Return the lines from the items below without any change, starting with the line that contains "request: trace the outline of every instance of the seagull" and going on through the line that contains "target: seagull wing", with both of those lines included.

Region annotation entries
******************************

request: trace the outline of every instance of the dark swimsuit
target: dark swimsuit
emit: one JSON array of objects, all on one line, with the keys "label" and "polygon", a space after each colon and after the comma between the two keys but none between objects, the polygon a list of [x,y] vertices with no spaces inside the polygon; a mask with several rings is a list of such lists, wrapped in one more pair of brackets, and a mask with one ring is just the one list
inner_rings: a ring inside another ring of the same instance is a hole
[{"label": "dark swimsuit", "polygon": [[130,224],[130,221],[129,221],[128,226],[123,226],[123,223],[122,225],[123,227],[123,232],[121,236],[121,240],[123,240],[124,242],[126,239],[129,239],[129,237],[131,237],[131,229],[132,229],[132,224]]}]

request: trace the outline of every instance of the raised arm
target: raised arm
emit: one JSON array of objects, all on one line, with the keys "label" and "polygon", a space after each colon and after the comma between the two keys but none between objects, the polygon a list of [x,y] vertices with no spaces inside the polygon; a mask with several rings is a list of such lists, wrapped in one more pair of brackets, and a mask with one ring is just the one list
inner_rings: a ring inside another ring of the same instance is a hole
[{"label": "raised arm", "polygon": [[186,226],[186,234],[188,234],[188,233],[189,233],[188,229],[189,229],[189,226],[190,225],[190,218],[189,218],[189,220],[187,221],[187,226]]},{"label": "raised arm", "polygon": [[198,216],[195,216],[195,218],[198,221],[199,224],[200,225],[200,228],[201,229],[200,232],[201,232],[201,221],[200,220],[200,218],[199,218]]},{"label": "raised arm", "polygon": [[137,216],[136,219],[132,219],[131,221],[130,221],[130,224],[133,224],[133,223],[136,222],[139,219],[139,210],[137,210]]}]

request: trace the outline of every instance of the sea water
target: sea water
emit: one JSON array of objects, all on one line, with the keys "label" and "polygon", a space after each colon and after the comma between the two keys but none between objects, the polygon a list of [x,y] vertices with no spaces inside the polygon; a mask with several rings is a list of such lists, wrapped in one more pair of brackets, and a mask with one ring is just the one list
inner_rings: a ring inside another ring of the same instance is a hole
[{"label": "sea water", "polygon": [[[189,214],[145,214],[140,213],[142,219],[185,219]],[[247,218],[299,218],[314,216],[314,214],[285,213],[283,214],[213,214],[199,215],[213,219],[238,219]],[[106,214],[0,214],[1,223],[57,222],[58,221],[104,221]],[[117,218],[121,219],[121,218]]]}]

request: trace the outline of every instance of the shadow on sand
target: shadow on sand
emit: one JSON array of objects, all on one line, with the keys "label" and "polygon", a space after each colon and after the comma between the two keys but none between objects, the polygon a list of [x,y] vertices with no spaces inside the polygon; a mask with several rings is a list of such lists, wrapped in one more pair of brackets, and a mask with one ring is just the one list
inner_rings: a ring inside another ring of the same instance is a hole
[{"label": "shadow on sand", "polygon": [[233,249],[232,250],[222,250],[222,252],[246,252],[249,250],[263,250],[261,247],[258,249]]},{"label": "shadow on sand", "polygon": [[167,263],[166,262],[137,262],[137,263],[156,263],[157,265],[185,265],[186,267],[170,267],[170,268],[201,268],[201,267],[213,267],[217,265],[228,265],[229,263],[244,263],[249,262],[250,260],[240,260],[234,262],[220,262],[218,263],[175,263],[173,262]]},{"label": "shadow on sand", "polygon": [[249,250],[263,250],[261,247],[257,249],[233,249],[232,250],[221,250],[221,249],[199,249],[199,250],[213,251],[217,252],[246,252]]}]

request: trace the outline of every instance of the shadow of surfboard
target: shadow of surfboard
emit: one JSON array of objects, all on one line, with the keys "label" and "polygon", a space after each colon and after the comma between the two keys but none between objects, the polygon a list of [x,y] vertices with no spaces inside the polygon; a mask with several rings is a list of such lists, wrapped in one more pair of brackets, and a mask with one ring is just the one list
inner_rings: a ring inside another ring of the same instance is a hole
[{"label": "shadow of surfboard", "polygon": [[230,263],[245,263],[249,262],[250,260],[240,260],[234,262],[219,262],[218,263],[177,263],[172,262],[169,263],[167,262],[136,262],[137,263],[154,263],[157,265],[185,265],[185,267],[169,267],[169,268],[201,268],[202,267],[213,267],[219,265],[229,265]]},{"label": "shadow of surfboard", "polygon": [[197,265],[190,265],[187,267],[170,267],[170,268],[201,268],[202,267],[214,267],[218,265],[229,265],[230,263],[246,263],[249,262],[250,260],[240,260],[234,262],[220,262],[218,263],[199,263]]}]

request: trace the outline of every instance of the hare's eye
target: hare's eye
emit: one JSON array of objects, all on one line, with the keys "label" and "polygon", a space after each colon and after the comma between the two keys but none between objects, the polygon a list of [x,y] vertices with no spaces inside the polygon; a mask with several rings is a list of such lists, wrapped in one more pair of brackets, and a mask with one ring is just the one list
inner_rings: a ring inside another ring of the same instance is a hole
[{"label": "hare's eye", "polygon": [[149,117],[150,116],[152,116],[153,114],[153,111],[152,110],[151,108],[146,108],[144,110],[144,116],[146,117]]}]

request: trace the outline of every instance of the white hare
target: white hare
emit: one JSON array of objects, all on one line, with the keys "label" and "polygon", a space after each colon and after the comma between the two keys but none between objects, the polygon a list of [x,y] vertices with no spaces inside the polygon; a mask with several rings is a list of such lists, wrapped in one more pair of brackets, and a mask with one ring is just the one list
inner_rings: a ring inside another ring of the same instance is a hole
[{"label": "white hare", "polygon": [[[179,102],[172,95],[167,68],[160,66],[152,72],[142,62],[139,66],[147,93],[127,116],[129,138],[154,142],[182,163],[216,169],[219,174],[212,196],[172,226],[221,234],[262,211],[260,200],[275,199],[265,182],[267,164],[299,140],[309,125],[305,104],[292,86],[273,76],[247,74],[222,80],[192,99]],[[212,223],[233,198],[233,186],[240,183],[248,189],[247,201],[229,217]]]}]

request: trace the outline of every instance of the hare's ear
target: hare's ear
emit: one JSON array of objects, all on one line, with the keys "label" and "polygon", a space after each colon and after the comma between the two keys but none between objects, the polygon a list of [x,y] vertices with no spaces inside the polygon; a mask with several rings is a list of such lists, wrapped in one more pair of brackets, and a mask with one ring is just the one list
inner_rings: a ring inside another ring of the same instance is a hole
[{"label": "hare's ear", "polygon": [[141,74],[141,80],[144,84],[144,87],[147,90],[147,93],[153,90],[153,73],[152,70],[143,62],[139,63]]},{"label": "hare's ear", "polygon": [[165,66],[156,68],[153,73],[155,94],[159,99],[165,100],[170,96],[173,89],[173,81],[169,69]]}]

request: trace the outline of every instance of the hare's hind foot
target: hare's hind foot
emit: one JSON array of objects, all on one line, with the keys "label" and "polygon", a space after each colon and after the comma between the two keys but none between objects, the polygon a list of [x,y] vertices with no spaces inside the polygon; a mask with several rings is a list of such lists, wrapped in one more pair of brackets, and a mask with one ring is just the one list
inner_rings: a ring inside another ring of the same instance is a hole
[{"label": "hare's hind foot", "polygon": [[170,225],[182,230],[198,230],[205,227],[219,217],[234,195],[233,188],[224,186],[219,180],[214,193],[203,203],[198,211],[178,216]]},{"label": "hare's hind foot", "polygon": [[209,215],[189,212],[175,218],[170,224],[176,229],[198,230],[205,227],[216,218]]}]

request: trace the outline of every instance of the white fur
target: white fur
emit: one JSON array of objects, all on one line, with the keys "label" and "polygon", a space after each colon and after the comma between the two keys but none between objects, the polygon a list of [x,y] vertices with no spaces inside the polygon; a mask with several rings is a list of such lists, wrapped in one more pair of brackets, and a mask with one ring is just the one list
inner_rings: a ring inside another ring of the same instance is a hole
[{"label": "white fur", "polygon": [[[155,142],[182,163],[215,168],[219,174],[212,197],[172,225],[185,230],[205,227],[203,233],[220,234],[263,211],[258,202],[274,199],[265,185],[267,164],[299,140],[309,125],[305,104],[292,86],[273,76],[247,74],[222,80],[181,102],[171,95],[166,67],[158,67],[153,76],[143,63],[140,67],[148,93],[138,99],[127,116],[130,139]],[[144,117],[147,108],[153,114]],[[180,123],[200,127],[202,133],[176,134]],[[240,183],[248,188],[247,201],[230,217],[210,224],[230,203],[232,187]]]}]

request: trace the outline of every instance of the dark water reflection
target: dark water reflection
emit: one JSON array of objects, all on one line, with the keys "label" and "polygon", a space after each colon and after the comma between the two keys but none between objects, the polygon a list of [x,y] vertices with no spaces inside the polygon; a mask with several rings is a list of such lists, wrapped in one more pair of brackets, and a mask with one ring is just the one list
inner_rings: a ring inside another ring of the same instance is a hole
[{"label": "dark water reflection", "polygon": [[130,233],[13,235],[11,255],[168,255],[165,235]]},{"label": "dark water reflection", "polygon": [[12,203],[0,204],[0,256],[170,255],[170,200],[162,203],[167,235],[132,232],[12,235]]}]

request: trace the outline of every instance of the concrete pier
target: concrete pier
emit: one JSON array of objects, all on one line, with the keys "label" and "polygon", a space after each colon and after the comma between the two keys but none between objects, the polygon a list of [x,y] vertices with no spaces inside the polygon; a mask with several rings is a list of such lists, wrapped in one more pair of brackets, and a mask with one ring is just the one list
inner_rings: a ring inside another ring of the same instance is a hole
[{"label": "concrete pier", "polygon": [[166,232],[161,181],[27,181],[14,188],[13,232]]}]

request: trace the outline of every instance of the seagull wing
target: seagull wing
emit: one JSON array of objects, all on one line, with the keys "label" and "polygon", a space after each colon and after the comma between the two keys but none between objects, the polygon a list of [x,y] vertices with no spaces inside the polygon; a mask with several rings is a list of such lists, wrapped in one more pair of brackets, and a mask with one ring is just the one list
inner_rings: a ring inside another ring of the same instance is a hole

******************************

Solution for this task:
request: trace the outline of every instance of the seagull wing
target: seagull wing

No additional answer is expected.